## Brief 1
Pull out the records from the line with "Objective — locate the concrete" up to and including the final line of the records, reproducing those lines unchanged.

Perot sold EDS in 1984 to General Motors for $2.5 billion. He retained ownership in the company, which made him GM’s largest individual stockholder and a member of the board of directors. From the start, Perot and GM head Roger Smith quarreled, and Perot criticized the quality of GM automobiles. In 1986, GM bought out Perot's stock for $700 million with the agreement that he could not compete with EDS for three years. Perot ignored the agreement. Two years later, he started a new computer service company, Perot Systems, which operates in the United States and Europe.

The Perot family is also known for more traditional philanthropy. They have given over $100 million to charitable and civil causes. In 1984, Perot bought a copy of the Magna Carta. It was the only copy allowed to be taken out of Great Britain. Perot loaned the document to the National Archives in Washington, D.C., for display alongside the U.S. Constitution and the Bill of Rights.

## Brief 2
Using the passage about Perot, decide whether each statement agrees with it, answering yes or no and quoting the deciding words: (a) GM paid $700 million for Perot's stock in 1986. (b) Perot gave the Magna Carta to the National Archives as a gift. (c) Perot Systems operates only in the United States.

## Provided information
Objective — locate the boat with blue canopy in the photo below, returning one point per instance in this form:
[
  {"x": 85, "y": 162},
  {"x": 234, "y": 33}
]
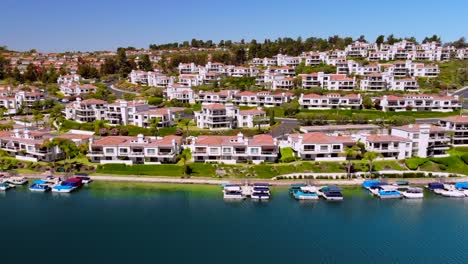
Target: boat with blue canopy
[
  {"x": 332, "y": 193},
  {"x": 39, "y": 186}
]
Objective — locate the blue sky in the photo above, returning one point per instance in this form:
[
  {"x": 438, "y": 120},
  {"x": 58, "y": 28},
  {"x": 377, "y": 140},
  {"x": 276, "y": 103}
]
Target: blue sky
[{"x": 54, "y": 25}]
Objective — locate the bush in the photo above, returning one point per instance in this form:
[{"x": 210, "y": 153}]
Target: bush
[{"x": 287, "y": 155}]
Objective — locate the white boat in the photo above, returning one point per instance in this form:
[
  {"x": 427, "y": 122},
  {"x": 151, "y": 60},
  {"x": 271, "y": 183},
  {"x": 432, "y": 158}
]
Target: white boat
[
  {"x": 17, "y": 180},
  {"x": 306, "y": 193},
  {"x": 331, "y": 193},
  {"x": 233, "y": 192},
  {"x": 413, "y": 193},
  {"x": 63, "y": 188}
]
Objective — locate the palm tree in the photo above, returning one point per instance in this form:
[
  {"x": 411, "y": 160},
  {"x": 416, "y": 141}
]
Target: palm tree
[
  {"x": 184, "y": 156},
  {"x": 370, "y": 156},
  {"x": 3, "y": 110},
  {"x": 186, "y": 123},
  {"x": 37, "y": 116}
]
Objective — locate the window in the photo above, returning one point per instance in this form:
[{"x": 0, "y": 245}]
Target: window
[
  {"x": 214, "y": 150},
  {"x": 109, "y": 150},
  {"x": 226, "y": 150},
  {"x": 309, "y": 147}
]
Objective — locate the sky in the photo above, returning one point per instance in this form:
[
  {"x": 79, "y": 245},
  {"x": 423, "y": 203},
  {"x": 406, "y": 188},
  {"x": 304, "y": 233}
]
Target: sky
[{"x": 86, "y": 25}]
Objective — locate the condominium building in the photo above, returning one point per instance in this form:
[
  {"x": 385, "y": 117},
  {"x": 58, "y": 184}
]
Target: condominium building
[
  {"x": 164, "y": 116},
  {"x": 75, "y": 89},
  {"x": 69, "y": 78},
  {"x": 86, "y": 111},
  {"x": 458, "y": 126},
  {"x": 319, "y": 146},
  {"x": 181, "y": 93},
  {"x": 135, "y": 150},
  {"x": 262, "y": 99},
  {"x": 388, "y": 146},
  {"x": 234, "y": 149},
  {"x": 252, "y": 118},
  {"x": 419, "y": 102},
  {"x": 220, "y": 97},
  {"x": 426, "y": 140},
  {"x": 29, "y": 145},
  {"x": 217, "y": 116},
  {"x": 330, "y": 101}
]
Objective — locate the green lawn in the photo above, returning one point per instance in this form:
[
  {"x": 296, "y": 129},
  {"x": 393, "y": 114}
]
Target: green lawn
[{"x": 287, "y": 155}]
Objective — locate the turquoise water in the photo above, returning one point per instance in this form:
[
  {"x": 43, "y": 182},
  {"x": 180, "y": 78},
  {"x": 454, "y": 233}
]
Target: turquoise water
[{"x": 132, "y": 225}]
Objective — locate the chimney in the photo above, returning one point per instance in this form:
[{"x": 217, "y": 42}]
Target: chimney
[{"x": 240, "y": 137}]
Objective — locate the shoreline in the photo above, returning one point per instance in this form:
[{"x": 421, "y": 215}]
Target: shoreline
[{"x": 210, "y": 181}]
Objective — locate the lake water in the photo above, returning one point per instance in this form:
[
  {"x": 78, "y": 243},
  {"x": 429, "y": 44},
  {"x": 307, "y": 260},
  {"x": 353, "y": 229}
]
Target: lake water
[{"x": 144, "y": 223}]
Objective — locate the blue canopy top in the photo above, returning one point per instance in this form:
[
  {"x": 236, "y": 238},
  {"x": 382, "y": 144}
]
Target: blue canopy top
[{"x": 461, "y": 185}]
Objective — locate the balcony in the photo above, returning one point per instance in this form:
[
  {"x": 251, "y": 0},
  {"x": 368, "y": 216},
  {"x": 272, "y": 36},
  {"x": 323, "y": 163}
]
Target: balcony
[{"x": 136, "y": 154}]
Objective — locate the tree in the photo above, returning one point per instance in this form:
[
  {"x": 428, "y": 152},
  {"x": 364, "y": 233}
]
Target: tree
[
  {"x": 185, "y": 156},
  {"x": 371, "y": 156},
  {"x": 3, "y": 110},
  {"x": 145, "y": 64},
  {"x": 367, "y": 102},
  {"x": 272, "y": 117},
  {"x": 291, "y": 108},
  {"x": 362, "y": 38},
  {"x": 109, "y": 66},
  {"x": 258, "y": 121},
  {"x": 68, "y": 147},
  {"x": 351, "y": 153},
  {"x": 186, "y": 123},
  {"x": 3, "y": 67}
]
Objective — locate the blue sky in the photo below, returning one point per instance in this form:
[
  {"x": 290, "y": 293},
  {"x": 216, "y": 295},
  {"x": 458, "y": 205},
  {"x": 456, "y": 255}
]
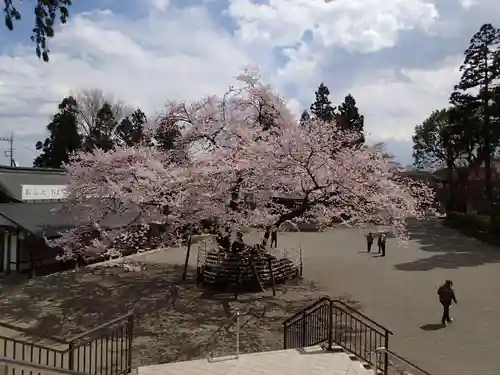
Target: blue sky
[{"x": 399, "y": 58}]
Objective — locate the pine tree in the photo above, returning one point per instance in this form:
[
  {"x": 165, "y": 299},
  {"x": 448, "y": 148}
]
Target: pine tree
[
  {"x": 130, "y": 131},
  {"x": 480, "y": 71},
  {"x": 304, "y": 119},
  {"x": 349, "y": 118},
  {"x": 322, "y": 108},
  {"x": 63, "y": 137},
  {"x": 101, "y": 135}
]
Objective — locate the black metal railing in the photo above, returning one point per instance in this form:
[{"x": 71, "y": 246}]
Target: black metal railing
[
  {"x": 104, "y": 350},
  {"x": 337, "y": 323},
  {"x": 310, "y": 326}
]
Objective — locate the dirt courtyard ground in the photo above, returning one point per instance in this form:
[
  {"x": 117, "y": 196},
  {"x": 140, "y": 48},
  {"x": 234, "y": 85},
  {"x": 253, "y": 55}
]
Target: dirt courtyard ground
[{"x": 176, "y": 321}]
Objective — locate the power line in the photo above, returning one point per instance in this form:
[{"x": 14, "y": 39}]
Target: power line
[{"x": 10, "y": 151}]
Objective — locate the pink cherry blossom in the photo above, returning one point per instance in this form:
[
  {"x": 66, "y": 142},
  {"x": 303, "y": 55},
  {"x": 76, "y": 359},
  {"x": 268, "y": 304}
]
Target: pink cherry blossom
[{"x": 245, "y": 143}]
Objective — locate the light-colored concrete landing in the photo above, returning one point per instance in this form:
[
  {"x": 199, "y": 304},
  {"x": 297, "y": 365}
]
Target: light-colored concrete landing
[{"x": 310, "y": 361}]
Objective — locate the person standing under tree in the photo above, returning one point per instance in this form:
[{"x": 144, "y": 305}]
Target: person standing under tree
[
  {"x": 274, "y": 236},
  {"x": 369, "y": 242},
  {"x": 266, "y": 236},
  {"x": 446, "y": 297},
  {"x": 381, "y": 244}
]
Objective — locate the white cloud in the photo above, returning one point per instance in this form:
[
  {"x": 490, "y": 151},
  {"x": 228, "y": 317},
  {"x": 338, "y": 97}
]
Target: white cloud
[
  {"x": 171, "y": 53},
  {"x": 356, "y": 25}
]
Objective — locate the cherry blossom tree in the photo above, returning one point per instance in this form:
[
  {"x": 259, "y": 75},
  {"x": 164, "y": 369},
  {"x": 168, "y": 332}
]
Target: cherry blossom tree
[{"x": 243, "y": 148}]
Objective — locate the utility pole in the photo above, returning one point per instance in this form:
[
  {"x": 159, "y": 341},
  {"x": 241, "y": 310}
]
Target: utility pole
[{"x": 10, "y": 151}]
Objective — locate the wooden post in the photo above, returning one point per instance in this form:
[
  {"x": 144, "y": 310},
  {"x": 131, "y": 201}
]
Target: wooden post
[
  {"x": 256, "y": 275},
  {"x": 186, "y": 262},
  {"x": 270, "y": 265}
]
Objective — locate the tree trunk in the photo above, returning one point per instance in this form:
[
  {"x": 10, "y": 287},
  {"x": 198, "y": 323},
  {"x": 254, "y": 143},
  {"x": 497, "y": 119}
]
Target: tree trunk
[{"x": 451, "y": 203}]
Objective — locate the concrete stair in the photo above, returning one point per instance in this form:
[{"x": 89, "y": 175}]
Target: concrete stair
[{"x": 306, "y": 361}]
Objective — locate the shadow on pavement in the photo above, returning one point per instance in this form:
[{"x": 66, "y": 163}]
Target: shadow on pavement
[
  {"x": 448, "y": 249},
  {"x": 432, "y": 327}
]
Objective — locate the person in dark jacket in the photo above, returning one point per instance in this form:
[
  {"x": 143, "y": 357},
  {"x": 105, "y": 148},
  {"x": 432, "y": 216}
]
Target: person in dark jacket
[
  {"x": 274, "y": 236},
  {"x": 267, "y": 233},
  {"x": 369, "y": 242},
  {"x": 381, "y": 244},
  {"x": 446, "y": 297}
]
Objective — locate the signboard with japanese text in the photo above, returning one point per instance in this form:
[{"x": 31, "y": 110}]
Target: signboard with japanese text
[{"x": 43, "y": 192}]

## Task result 1
Objective — locate the concrete stair in the photo above, returning one point per instance in this form:
[{"x": 89, "y": 175}]
Target: concrete stair
[{"x": 306, "y": 361}]
Objective — locate the shadow on pavement in the photo above, returning one point per instance in this form:
[{"x": 66, "y": 163}]
Target: shadow on pavement
[
  {"x": 448, "y": 249},
  {"x": 432, "y": 327}
]
Objective — locate the person in dark jacket in the photo above, returning one point per instance in this form:
[
  {"x": 143, "y": 357},
  {"x": 105, "y": 148},
  {"x": 432, "y": 216}
]
Target: person in dark jacket
[
  {"x": 274, "y": 236},
  {"x": 267, "y": 233},
  {"x": 369, "y": 242},
  {"x": 381, "y": 244},
  {"x": 446, "y": 297}
]
Objective — locate the signboard with japanese text in the photo above, returning one point per instance in this form:
[{"x": 31, "y": 110}]
Target: signboard with japanese text
[{"x": 43, "y": 192}]

## Task result 2
(a) Yes: "In 1986, GM bought out Perot's stock for $700 million"
(b) No: "Perot loaned the document to the National Archives in Washington, D.C."
(c) No: "which operates in the United States and Europe"